Below are the records. Restate word for word every line from the one that contains "background and place a point on every instance?" through the final line, both included.

□ □ □ □

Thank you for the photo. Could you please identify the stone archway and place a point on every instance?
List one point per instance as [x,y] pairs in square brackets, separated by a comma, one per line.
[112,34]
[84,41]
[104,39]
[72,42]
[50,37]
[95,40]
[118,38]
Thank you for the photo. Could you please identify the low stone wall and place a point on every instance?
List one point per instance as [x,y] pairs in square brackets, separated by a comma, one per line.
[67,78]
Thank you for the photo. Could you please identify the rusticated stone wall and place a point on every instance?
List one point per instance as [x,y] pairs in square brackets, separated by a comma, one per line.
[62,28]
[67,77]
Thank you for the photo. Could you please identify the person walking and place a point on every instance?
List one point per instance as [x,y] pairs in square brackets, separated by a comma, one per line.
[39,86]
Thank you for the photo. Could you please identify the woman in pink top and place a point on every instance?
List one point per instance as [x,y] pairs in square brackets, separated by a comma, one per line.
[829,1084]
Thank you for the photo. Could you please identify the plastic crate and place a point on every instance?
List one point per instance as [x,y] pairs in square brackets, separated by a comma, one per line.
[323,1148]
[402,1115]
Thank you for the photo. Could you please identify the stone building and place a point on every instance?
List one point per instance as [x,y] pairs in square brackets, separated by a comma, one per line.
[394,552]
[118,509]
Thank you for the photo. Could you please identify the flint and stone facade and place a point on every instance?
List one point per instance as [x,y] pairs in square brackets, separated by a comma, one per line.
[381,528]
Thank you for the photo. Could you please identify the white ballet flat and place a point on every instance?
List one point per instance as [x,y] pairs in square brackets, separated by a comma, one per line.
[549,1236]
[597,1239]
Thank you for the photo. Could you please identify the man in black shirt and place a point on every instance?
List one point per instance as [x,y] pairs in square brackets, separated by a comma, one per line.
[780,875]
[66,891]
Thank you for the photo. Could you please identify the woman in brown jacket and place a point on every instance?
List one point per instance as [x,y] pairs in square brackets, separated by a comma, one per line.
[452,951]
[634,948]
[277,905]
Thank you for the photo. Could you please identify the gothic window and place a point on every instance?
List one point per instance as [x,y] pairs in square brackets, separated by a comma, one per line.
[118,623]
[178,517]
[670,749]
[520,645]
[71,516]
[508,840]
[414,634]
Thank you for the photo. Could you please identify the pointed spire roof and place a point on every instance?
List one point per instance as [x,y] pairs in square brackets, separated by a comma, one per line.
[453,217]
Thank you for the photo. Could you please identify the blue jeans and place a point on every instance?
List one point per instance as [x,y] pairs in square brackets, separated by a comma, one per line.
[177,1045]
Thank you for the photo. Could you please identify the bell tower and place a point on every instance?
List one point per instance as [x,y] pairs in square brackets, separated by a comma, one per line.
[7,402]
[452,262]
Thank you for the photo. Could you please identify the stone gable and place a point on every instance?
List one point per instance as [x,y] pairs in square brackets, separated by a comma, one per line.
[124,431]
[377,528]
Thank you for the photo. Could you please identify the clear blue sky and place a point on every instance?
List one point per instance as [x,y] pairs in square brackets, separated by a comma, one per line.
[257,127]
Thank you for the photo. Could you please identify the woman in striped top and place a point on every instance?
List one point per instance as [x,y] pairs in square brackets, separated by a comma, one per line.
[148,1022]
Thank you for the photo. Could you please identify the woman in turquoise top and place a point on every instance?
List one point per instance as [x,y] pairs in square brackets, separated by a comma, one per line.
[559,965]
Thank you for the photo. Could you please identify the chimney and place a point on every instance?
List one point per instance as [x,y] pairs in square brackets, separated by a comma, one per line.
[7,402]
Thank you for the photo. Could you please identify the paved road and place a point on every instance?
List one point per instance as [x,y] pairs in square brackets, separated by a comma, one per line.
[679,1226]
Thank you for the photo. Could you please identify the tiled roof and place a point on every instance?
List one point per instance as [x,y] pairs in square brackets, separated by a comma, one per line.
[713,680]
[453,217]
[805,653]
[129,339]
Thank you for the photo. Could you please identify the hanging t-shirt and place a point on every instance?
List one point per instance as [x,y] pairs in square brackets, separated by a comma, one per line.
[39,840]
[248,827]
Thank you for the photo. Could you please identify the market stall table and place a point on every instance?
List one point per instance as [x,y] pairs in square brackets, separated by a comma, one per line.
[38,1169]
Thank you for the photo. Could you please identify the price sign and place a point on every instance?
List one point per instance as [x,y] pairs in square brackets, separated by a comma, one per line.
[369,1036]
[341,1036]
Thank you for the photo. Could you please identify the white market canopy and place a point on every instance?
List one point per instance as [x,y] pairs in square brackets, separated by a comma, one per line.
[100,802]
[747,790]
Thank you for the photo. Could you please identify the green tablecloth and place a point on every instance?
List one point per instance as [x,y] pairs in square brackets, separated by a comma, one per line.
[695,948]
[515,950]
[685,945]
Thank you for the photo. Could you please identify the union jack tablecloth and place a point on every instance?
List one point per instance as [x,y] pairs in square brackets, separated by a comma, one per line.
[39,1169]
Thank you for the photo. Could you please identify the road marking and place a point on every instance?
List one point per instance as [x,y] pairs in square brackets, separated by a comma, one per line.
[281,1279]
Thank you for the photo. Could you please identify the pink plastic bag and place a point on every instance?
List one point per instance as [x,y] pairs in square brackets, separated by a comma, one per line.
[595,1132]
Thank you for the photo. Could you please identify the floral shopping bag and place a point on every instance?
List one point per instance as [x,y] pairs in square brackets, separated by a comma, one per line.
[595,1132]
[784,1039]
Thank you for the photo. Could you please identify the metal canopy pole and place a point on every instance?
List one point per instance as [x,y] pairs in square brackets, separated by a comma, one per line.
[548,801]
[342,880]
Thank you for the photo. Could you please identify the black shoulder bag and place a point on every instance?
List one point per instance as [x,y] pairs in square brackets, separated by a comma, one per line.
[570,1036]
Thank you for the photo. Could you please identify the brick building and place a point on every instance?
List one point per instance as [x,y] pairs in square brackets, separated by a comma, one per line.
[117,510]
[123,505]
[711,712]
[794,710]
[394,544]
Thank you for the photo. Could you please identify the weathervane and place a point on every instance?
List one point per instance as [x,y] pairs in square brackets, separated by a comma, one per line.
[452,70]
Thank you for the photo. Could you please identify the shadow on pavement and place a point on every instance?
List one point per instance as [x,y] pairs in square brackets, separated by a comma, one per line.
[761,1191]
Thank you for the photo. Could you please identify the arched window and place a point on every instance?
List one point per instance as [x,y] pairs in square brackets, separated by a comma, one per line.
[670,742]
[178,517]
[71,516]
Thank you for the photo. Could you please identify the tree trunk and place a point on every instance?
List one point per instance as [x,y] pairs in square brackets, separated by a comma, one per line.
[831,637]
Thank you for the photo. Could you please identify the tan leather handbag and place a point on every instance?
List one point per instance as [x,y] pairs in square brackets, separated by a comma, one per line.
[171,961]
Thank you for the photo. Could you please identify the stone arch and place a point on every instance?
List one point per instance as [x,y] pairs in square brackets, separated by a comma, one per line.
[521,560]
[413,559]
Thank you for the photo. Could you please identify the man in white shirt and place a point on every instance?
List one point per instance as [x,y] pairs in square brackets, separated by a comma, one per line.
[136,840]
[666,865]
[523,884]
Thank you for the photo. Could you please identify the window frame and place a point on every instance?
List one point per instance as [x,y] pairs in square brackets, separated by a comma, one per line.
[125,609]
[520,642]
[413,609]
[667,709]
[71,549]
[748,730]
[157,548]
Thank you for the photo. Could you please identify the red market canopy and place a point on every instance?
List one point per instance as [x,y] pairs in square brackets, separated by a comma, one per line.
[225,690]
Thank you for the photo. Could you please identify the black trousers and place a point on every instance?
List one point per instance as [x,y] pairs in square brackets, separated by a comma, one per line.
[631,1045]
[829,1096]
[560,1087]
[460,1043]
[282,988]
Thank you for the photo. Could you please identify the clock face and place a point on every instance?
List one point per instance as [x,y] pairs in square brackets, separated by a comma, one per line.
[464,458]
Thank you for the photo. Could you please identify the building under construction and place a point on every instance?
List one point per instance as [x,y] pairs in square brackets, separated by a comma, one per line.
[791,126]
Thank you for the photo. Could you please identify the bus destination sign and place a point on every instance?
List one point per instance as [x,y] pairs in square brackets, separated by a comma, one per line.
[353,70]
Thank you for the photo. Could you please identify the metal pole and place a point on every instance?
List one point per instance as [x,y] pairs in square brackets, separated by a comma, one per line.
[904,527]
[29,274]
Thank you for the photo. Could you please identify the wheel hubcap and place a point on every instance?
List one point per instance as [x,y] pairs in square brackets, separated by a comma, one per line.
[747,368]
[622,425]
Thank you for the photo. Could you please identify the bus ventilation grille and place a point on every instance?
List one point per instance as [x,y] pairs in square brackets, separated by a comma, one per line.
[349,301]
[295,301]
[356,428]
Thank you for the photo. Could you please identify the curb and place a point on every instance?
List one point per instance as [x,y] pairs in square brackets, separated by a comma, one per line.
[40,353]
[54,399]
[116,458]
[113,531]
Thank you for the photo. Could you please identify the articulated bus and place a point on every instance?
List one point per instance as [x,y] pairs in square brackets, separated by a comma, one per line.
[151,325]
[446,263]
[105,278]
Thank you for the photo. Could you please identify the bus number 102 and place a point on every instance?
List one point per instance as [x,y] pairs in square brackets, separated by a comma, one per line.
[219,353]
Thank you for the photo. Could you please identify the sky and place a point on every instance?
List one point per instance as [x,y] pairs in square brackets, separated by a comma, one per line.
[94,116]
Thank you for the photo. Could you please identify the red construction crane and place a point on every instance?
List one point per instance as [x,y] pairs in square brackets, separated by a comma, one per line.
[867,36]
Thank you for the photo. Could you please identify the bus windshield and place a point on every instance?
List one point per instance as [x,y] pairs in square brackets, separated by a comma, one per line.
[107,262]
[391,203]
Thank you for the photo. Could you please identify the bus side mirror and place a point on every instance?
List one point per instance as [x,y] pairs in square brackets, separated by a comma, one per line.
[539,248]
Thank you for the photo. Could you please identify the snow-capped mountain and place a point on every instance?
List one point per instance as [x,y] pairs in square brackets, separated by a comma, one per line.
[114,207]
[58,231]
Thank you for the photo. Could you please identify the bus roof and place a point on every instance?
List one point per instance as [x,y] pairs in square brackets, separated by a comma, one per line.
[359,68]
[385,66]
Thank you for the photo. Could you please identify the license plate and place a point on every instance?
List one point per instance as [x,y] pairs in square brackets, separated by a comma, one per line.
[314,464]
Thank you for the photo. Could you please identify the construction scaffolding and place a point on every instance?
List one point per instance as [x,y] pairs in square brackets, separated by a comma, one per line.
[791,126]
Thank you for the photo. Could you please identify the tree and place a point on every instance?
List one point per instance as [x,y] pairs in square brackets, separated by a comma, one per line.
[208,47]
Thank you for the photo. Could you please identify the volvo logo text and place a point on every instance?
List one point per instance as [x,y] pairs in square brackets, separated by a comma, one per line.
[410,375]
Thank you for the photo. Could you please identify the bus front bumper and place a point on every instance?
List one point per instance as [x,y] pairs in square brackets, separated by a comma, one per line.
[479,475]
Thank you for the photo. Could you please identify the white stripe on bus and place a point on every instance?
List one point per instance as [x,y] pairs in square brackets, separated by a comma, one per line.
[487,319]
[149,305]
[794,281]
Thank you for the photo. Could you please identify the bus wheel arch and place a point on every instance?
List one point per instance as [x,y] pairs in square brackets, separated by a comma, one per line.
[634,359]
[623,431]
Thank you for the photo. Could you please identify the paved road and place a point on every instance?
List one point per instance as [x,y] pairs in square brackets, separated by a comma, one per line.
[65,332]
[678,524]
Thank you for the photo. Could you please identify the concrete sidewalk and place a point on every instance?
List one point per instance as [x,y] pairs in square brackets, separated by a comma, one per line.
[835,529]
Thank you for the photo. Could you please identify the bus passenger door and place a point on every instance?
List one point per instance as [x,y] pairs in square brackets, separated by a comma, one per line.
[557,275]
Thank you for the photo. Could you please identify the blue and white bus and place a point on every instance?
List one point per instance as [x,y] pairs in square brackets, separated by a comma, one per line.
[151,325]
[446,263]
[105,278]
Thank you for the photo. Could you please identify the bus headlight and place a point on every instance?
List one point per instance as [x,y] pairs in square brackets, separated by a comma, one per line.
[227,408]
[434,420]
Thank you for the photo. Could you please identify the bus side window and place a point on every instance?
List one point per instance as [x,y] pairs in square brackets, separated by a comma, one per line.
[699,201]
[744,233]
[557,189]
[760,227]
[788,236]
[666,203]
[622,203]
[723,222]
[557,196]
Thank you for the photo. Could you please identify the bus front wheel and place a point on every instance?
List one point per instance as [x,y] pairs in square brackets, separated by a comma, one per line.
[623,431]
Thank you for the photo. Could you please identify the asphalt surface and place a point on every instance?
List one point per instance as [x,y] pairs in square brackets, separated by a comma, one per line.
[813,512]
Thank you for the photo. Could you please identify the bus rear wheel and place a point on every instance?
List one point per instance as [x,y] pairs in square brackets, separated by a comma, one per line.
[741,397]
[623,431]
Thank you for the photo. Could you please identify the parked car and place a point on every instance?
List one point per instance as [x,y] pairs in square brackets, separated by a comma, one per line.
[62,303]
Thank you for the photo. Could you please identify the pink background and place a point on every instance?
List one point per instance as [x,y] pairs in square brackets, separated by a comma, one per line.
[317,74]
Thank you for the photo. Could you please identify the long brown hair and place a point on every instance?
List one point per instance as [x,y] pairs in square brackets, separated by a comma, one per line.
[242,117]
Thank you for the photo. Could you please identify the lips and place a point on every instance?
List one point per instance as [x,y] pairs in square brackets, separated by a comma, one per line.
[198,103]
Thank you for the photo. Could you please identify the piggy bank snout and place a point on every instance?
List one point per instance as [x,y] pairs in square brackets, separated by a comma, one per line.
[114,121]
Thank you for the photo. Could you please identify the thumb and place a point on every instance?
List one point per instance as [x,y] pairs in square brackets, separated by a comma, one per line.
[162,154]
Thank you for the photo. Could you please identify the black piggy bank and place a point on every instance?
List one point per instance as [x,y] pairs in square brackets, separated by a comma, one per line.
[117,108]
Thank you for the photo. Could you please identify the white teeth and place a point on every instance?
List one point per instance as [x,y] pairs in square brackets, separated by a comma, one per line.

□ □ □ □

• _SOLUTION TO THE PROBLEM_:
Thank you for the photo. Could you please identify the pink background and place a point on every instance?
List one point per instance as [x,y] pairs in square brackets, separated by a comma, one per line.
[317,74]
Thank you for the photo. Could you please identify the long brown hair and place a point on every instance?
List one point per instance as [x,y] pairs in square brackets, separated by a comma, one per line.
[242,117]
Thank you for the photo. Could you please identify the lips and place a point on every instance?
List one point per instance as [x,y] pairs in square brackets, separated by a comma, one per line.
[198,103]
Thank you for the photo. Could you please identify the piggy bank snout and place a point on every instance?
List one point per instance as [x,y] pairs in square brackets, separated by a comma, one per line.
[114,121]
Thank you for the photo. Could you please identify the thumb and place a point on every instance?
List one point per instance as [x,y] pairs in square brackets, separated by a comma, one per line.
[162,154]
Thank you for the photo. Could you please identify the black piggy bank and place a point on every instance?
List one point per instance as [x,y] pairs in square brackets, separated by a comma, one per line.
[117,108]
Thank you for the photo. Could you please identify the white teeth and place a point on every instance?
List one point per instance as [x,y] pairs in square brackets, separated by a comma, one per line.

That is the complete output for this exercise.